PAGE TEXT:
Natural-language judgment is the wrong tool for exactness. "Verify the total looks right" invites the model to approximate, and approximation on a number is a bug waiting to pass. If the correct total is $49.99, assert that exact value. Money, counts, quantities, decimal precision, anything where being off by a cent or an item is a defect, should be stated as the concrete value you expect.

# Fuzzy on a number: invites a wrong-but-passing verdict
browserbash run "check out and verify the total looks correct"

# Exact: the verdict is true only if the number is exactly right
browserbash run "check out and verify the order total equals $49.99"

The exact version is still a natural-language assertion, but it pins the judgment to a specific value the model must match, removing the room to approximate. For truly critical numeric paths, even this is best backed by a deterministic check, covered below.

Mitigations that make these assertions trustworthy

The failure modes are manageable with a handful of habits that move natural-language assertions from "neat but risky" to "trustworthy on the paths where you have done the work."

Write specific, observable assertions

The cheapest and highest-leverage habit. Assert concrete facts the model can read directly off the page: "the heading says Thank you," "the cart count is 1," "the success banner contains the order number." Each has exactly one truth condition, which leaves the model far less room to hallucinate and makes the verdict reproducible. Specificity is your first defense against both vagueness and the false pass.

EXERCISE REQUIREMENTS: Copy the passage from the text on natural-language assertions above without any changes. Begin at the words "Write specific, observable" and stop after "the false pass.".

PROVIDED INFORMATION:
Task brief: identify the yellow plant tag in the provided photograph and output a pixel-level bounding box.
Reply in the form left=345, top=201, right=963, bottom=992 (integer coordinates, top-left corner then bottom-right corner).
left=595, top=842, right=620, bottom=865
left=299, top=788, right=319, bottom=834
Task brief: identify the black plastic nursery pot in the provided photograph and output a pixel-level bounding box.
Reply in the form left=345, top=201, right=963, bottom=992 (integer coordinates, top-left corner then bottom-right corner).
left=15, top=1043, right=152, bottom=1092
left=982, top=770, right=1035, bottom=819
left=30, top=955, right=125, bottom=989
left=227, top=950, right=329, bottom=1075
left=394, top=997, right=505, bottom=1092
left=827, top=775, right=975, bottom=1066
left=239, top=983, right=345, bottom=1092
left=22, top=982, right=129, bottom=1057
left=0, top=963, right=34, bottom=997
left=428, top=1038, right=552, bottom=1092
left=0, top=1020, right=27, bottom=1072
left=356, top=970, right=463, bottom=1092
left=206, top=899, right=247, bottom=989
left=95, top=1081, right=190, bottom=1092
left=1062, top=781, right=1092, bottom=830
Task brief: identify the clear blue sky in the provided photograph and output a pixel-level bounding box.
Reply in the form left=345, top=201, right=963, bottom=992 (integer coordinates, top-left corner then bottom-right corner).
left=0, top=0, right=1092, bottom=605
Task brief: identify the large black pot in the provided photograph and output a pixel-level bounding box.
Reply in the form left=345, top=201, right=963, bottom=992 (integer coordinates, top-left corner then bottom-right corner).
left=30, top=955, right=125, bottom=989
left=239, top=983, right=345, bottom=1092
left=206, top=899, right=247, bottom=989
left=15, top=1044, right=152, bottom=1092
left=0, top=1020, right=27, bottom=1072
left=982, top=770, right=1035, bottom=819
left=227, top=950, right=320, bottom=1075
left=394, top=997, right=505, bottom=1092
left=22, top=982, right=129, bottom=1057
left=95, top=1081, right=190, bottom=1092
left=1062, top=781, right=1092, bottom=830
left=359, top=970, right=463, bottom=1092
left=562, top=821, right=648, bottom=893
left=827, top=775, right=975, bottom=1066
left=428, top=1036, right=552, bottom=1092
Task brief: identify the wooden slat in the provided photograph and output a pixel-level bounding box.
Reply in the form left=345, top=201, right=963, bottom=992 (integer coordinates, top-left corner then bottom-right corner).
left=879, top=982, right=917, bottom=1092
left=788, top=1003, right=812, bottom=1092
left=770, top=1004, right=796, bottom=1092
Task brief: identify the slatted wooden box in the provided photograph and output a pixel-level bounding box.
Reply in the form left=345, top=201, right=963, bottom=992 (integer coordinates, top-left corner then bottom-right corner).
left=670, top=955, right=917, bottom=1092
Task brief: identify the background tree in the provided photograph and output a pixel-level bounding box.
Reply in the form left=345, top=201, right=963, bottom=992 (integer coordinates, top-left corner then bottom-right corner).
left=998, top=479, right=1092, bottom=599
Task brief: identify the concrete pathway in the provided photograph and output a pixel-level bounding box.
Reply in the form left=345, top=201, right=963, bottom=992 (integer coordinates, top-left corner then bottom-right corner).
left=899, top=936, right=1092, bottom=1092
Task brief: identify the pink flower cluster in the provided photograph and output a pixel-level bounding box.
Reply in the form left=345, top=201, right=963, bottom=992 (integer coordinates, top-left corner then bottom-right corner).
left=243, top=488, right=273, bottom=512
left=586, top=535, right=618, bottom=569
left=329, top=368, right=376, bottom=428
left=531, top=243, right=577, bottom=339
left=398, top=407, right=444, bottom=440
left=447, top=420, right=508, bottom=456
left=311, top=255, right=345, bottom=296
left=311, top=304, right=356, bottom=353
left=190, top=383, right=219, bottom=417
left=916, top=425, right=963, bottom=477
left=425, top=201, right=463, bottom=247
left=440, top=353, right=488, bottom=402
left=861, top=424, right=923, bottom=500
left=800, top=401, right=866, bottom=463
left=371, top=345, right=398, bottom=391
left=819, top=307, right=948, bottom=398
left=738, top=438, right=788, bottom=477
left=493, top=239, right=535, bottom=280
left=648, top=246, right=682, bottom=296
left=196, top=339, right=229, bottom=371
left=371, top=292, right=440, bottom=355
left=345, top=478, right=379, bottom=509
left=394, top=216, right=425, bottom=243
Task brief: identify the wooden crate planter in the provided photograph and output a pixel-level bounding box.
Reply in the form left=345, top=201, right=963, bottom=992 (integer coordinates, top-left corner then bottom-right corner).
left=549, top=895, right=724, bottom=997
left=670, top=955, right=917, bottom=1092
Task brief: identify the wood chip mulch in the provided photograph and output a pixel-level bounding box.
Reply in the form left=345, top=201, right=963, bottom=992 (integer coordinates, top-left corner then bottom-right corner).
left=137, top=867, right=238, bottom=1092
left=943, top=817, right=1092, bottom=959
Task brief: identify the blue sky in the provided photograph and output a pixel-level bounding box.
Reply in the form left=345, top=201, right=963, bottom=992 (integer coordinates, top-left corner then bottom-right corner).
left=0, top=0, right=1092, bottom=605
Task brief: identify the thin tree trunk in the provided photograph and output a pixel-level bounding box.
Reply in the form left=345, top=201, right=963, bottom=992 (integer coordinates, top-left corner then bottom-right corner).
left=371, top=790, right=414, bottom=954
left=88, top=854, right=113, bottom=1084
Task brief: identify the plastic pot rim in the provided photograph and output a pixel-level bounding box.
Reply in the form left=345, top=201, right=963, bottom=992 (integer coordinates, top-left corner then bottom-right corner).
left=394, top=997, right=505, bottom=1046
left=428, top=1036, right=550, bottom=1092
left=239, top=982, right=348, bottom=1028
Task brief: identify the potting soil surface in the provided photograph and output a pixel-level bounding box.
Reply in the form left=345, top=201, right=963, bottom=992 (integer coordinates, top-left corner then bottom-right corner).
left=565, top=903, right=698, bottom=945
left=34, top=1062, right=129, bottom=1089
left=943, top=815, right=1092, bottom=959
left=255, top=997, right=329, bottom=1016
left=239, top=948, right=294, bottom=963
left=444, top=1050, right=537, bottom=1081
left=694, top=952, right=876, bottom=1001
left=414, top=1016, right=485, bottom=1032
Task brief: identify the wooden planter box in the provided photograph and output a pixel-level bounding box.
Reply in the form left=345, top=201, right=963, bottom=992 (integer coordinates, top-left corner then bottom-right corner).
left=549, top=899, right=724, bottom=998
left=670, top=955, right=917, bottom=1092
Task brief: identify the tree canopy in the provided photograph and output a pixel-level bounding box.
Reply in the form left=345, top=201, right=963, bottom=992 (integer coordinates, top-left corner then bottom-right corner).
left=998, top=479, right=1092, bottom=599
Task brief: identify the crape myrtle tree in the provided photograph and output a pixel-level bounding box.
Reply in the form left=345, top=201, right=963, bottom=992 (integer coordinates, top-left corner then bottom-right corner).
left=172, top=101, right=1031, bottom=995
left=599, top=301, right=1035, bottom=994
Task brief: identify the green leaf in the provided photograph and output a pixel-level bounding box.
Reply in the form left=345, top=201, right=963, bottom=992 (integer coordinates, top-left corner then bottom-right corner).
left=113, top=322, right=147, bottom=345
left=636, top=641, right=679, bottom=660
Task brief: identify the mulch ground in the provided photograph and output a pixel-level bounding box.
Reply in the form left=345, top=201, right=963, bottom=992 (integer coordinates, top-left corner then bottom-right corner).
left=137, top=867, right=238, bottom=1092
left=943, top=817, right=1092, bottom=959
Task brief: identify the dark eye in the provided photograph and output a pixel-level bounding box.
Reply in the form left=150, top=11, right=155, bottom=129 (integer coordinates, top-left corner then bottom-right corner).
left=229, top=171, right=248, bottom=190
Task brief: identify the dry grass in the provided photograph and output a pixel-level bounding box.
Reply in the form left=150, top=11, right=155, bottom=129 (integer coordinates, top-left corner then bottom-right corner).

WORKED ANSWER:
Write specific, observable assertions

The cheapest and highest-leverage habit. Assert concrete facts the model can read directly off the page: "the heading says Thank you," "the cart count is 1," "the success banner contains the order number." Each has exactly one truth condition, which leaves the model far less room to hallucinate and makes the verdict reproducible. Specificity is your first defense against both vagueness and the false pass.